■ **Exercise task 1**
Which lines of the listing contain the word "woman"? Report each of them in full.

■ **Source**
-------------------------

During the recent standoff in the Doklam region between China and India, India has claimed that the region in Yadong county, China’s Tibet Autonomous Region, belongs to Bhutan and that China is trying to grab it. Although the ‘1890 Convention Between Great Britain and China Relating to Sikkim and Tibet’ between the then Qing government of China and the UK explicitly stipulated the boundary between China’s Tibet and British-controlled Sikkim, with Doklam falling on China’s side. In 1975, after Sikkim was annexed by India, that border became the boundary between China and India.
India, however, claims that the region belongs to Bhutan, and is using Bhutan as an excuse for its current standoff with China.
Zhang Yongpan, a researcher with the Research Center for Chinese Borderland History and Geography at the Chinese Academy of Social Sciences (CASS), told the Global Times that the “treaty was legally binding, and whether from historical documents or from reality, there is no argument that Doklam belongs to China.”
“India is trying to push Bhutan to the front. But actually, China and Bhutan have been on good terms,” he said.
China and Bhutan have held border talks since 1984. Last August, the border talks entered their 24th round. The talks reportedly have made important progress over the recent years.
Sun Hongnian, another researcher at the CASS said there have been no territorial disputes in recent history over Doklam, and India is intentionally trying to create one.
Zhang said that though China’s infrastructure construction in Doklam has been slow, with the completion of the Lhasa-Shigatse Railway, roads in Yadong county and pathways in Nathula, India is worried that China might gain a strategic edge in the region.
India is also worried that as China boosts Doklam’s infrastructure, it will be able to threaten India’s Siliguri Corridor in the case of a major conflict. Often nicknamed the “chicken’s neck” by the Indian media, the corridor is a narrow stretch of land – at one point only 27 kilometers wide – that connects India’s northeastern states to the rest of the country.
India’s influence is everywhere in Bhutan with a population of only 770,000 and an area smaller than Switzerland. Apart from the local currency, every business accepts Indian rupees at an exchange rate of 1:1. The county’s laws on tourism stipulate that foreigners can only visit as part of a government-sanctioned tour group or accompanied by a tour guide. The rule, however, doesn’t seem to apply to Indians.
Since India controls Bhutan’s foreign policy and national defense, Bhutan does not restrict the country’s activities in the country. Many luxurious hotels in Bhutan are run by Indian hotel groups, with their staff all from India.
According to media reports, around 79 percent of Bhutan’s total imports are from India and India provides a market for 90 percent of its exports. India is Bhutan’s biggest donor. India has helped Bhutan with building infrastructure as well, such as hydropower plants.
In terms of the nation’s military, an article published in The Hindu said the Indian military is responsible for protecting Bhutan “from the kind of external threat that the Chinese military poses.”
The article said that India’s Eastern Army Command and the Eastern Air Command both have integrated the protection of Bhutan into their role, and the Indian Military Training Team plays a critical role in training Bhutanese security personnel.
However, with its heavy reliance on India, Bhutan has found it hard to gain diplomatic independence. In 1949, India and Bhutan signed the treaty in which Bhutan agreed to let India “guide” its foreign policy.

-------------------------

■ **Exercise task 2**
According to the article on the Doklam standoff, what share of Bhutan's total imports comes from India?

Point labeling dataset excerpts
-------------------------

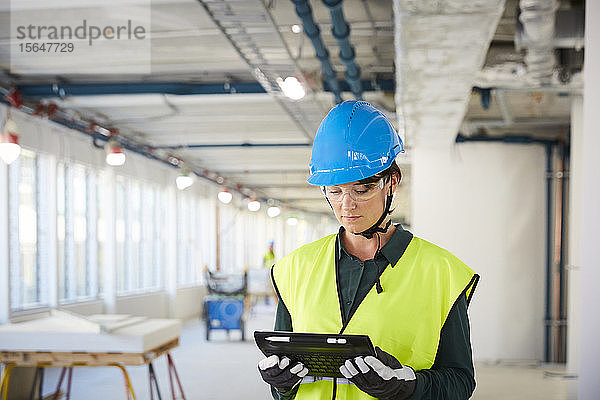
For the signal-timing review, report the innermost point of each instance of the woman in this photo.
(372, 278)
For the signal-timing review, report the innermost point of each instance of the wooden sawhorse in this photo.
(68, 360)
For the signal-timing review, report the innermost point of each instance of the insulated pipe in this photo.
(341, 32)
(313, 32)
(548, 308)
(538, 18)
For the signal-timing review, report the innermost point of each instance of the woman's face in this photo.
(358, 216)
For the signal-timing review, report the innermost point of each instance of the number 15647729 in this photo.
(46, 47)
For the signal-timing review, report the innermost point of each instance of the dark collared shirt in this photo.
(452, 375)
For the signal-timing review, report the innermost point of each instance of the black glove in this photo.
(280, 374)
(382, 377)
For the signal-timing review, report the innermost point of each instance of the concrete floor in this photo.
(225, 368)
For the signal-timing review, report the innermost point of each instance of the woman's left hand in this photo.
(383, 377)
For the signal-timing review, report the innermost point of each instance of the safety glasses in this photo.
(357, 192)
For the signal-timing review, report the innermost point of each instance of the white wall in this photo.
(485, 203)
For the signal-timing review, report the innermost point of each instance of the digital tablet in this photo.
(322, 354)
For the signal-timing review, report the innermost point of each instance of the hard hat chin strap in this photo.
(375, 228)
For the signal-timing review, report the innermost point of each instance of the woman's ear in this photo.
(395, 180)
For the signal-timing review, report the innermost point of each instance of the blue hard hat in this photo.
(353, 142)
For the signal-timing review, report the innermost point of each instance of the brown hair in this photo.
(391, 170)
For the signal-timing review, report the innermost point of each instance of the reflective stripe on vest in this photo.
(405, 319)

-------------------------

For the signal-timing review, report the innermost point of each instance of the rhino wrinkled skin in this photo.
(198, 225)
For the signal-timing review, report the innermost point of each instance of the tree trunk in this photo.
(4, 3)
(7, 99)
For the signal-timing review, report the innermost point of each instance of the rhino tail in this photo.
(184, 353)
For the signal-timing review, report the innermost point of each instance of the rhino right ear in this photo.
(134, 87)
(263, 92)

-------------------------

■ **Correct result 1**
For the signal-timing review, report the innermost point of each instance of the woman in this photo.
For the signal-timing review, report the innermost point of each instance of the woman's face in this photo.
For the signal-timing review, report the innermost point of each instance of the woman's left hand in this photo.
For the signal-timing review, report the innermost point of each instance of the woman's ear in this photo.

■ **Correct result 2**
Around 79 percent.